• [TO BE DONE] Rewrite the records from the line containing "Thank you for the photograph. Please indicate the blue tarp" through the end of the records, substituting "straw basket" for "wicker basket" and leaving everything else unchanged.

Rows from a dataset
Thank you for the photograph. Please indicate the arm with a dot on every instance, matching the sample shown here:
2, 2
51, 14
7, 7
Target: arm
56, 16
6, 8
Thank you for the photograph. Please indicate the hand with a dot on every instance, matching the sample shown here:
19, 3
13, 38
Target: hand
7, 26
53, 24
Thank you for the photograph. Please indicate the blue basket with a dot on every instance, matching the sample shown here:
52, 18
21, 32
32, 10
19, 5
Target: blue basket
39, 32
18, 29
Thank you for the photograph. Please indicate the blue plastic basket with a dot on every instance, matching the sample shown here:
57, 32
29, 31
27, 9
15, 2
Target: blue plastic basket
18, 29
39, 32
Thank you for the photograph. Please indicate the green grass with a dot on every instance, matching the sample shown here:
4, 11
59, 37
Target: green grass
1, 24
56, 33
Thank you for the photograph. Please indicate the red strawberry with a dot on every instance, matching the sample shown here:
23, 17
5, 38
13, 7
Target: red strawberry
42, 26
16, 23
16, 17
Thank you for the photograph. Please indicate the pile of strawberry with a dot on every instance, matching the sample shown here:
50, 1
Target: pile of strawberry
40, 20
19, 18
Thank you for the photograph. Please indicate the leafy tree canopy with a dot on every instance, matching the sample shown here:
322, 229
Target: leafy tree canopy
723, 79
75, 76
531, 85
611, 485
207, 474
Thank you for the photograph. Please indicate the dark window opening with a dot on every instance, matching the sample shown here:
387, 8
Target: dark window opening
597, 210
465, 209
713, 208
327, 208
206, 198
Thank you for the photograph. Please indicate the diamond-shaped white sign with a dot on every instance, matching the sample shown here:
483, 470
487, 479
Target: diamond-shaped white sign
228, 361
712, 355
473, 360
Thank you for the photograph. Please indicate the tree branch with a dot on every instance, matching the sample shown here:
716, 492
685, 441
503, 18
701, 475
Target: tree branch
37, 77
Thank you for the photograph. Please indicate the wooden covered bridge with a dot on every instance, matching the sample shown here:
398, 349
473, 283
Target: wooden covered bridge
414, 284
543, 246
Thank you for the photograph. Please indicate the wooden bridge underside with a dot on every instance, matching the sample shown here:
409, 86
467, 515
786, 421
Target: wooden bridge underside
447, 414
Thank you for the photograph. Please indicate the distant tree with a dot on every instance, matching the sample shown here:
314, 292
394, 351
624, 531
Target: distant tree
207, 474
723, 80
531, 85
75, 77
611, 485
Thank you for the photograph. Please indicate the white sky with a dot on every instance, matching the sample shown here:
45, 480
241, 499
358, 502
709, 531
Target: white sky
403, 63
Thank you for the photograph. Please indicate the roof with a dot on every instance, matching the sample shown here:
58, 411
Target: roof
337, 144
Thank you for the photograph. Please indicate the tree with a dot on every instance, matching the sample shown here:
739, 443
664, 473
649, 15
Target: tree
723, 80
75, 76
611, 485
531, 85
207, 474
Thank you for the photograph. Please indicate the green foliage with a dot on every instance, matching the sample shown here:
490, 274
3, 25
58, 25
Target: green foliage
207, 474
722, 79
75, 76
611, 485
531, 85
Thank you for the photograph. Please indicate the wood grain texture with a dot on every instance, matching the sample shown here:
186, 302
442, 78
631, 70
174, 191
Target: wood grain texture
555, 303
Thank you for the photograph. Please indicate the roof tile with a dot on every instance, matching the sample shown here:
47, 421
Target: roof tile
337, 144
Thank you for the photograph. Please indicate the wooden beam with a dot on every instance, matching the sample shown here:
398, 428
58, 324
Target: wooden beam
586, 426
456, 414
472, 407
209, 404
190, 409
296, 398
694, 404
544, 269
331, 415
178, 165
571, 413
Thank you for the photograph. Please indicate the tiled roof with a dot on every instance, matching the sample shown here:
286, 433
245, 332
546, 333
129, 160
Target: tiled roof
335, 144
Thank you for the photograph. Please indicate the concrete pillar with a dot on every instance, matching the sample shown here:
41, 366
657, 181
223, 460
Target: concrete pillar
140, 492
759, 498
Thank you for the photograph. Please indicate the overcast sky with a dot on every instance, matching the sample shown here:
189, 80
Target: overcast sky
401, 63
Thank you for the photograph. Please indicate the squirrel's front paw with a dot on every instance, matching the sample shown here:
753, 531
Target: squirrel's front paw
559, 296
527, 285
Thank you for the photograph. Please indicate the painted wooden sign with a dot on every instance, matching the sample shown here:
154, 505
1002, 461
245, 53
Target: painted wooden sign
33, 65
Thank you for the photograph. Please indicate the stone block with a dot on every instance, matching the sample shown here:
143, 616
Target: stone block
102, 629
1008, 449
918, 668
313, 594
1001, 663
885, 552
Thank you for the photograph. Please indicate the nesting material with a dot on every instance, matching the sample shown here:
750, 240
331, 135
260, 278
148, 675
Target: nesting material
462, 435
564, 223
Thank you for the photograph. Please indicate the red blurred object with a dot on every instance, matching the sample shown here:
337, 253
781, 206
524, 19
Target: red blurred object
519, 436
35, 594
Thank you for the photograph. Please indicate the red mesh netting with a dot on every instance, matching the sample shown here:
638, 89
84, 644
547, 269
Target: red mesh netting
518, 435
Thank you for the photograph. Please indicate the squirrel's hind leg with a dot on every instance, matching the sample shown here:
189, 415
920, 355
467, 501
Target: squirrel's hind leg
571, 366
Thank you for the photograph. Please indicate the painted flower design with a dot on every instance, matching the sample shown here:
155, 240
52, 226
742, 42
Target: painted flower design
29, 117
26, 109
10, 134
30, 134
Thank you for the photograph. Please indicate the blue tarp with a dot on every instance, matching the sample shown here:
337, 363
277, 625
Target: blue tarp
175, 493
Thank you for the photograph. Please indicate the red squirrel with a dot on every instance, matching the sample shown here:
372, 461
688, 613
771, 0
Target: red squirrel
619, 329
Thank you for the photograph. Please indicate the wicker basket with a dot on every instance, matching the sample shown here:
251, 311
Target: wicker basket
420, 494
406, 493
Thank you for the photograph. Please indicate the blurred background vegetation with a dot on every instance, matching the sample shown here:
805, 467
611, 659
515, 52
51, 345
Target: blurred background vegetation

• [TASK RESULT]
Thank you for the photograph. Please indicate the blue tarp with a dot on every instance, matching the sample shown here:
337, 363
277, 625
Target: blue tarp
175, 493
Thank you for the photograph. Please indicate the red squirrel with a dot on every instance, matching the sample shown here:
372, 461
688, 613
771, 0
Target: red squirrel
619, 329
Thank you for the photograph. Please indicate the straw basket with a dot on every instance, matching the sample shown here:
251, 311
Target: straw basket
420, 494
406, 493
Thank you for the photograph. Please indicate the blurred background vegetation with a dot on every instance, matching the sample shown here:
805, 467
611, 659
515, 52
51, 345
Target: blurred background vegetation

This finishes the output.